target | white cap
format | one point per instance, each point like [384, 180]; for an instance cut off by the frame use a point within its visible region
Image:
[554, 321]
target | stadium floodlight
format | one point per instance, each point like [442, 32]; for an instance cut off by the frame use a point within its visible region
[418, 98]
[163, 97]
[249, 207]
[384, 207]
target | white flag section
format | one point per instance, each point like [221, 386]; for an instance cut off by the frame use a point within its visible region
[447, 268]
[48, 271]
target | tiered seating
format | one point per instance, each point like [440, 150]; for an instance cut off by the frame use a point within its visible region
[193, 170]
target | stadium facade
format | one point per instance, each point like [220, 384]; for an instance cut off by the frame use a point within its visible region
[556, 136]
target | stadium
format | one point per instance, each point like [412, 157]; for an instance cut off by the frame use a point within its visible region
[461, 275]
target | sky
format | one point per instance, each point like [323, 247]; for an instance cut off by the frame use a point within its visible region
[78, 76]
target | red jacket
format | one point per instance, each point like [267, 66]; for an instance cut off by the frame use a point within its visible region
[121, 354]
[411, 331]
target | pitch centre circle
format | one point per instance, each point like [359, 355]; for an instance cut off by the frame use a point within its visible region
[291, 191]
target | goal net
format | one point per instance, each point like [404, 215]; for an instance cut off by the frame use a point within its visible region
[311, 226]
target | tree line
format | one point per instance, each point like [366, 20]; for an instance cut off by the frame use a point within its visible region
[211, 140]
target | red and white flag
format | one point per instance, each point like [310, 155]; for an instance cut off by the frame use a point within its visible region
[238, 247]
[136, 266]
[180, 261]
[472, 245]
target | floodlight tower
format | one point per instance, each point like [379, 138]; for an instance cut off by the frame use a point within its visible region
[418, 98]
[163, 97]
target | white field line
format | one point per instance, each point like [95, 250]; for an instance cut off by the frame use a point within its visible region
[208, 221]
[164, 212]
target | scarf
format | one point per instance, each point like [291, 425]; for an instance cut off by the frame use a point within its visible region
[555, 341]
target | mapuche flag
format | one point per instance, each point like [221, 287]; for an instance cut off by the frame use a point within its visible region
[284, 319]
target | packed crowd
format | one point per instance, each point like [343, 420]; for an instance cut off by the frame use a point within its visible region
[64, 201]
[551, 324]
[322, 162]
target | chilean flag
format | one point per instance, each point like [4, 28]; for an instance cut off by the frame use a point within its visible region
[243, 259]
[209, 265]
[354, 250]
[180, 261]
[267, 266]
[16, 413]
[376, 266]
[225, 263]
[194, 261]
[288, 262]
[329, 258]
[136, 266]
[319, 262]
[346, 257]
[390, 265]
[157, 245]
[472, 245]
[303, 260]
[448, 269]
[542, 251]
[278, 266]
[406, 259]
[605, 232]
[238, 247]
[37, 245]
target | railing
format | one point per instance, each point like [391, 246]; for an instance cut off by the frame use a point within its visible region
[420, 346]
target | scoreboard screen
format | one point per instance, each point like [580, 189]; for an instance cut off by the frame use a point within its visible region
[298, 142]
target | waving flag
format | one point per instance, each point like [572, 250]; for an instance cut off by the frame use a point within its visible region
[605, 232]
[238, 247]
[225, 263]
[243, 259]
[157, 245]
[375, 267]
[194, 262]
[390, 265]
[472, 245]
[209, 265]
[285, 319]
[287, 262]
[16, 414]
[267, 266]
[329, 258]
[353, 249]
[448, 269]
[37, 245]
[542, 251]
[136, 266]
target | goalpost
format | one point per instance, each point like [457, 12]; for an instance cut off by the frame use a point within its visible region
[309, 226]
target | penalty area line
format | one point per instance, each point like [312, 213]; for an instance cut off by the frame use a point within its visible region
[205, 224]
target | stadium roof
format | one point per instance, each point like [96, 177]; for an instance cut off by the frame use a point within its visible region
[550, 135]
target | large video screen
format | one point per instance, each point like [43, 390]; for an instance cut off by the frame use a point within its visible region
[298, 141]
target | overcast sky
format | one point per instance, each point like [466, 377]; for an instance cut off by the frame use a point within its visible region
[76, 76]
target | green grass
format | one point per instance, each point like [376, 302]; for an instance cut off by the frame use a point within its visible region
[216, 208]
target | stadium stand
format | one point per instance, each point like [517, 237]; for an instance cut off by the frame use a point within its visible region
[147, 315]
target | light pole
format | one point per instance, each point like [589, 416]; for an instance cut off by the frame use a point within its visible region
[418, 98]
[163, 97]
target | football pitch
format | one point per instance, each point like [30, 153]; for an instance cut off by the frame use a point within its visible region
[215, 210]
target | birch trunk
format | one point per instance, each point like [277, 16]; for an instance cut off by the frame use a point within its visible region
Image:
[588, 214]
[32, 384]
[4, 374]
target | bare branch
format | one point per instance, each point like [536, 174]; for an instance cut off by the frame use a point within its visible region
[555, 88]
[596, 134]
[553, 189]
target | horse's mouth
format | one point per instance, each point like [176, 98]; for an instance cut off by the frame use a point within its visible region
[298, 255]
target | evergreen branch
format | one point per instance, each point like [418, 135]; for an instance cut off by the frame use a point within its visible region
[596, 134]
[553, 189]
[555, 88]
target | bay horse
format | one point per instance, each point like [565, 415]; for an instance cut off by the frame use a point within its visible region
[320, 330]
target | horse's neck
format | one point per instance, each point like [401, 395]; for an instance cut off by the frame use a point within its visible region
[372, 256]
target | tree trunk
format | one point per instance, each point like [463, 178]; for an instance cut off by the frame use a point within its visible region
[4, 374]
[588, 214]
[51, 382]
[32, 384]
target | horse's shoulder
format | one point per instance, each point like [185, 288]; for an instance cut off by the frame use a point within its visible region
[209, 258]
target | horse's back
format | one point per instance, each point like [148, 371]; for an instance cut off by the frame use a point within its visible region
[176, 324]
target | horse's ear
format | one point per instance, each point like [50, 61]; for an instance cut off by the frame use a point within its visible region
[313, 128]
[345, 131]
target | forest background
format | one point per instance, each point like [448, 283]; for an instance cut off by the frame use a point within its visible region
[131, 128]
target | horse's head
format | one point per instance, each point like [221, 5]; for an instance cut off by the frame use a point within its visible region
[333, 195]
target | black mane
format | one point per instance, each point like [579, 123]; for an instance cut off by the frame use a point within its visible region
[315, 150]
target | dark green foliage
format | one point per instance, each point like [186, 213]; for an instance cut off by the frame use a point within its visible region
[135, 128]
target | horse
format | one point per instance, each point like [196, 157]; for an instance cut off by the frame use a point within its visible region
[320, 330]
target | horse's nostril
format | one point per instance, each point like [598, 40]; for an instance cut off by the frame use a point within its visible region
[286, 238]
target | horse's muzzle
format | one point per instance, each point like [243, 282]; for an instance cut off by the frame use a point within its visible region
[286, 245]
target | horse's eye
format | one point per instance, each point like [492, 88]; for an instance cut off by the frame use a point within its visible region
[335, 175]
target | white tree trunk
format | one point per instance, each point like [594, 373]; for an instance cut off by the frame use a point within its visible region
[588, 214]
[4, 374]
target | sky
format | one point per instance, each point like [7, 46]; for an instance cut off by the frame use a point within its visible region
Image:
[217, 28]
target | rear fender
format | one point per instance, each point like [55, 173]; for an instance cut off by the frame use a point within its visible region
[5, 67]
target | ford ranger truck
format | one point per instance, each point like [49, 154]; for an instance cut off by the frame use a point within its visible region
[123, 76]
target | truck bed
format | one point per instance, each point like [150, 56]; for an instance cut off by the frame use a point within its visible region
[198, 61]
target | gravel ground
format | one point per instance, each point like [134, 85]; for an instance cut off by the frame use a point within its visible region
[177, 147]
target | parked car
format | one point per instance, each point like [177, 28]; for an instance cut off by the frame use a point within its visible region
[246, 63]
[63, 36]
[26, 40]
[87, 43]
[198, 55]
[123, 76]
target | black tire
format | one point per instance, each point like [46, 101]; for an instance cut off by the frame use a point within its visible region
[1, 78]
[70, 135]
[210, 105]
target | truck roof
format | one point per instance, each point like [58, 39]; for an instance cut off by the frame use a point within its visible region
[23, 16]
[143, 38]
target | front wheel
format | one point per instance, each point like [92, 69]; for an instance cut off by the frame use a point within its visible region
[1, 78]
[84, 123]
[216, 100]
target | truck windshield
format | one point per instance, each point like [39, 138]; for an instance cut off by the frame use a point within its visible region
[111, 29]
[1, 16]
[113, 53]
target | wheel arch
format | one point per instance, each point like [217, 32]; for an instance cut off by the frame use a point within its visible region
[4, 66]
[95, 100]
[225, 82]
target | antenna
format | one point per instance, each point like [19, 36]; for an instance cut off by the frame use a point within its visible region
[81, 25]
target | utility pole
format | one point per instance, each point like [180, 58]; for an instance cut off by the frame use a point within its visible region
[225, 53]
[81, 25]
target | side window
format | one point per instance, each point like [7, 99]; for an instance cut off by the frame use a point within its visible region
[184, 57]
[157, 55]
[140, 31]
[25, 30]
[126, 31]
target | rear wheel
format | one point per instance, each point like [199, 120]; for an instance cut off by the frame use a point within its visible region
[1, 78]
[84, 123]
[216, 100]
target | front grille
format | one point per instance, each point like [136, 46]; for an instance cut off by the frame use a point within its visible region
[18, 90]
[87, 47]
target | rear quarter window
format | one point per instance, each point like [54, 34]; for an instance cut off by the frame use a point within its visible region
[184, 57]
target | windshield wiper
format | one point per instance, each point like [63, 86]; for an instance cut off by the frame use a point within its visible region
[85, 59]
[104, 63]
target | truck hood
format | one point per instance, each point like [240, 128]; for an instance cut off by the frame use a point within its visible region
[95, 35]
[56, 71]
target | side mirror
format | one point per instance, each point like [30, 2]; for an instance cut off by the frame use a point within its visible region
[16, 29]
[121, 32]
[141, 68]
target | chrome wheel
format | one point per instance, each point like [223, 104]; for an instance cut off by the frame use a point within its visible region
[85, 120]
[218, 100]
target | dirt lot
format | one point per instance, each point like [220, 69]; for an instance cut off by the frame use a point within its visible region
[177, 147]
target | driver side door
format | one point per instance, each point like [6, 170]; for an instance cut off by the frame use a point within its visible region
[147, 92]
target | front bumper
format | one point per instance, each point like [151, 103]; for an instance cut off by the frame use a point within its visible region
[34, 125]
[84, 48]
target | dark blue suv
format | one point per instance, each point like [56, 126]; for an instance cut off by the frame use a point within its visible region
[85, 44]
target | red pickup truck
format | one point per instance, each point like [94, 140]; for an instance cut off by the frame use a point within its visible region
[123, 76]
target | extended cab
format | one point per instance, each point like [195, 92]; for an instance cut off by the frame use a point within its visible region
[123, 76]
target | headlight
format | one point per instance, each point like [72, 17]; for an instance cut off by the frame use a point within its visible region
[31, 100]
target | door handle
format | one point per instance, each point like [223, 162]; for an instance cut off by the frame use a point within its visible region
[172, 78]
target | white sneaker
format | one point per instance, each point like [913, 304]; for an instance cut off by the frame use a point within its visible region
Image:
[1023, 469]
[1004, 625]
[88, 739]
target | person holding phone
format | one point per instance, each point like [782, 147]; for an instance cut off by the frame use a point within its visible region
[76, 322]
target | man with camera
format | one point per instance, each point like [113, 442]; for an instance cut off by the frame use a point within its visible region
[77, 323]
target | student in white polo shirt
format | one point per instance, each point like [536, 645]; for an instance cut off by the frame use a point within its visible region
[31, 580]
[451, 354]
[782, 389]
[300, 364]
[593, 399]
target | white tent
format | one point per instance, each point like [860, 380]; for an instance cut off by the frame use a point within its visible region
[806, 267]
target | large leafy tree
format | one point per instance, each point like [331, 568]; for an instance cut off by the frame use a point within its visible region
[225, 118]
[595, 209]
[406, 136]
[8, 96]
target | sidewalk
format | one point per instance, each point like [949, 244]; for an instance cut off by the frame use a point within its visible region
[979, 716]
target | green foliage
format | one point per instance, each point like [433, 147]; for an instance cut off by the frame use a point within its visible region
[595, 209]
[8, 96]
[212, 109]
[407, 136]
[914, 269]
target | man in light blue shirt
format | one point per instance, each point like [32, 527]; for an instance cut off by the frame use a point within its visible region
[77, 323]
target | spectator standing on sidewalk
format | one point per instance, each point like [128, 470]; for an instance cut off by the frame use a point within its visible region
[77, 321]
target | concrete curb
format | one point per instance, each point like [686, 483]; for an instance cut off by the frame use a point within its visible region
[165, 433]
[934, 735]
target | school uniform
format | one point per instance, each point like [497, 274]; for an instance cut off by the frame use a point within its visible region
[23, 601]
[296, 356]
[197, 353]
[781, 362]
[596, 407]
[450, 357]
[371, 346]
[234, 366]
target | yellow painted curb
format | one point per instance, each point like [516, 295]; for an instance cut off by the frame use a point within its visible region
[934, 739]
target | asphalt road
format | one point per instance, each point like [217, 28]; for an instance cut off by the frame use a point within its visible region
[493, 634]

----

### Work instruction
When the word "screen" shows up in a line of the entries, report that line.

### Task response
target | scoreboard screen
target | large video screen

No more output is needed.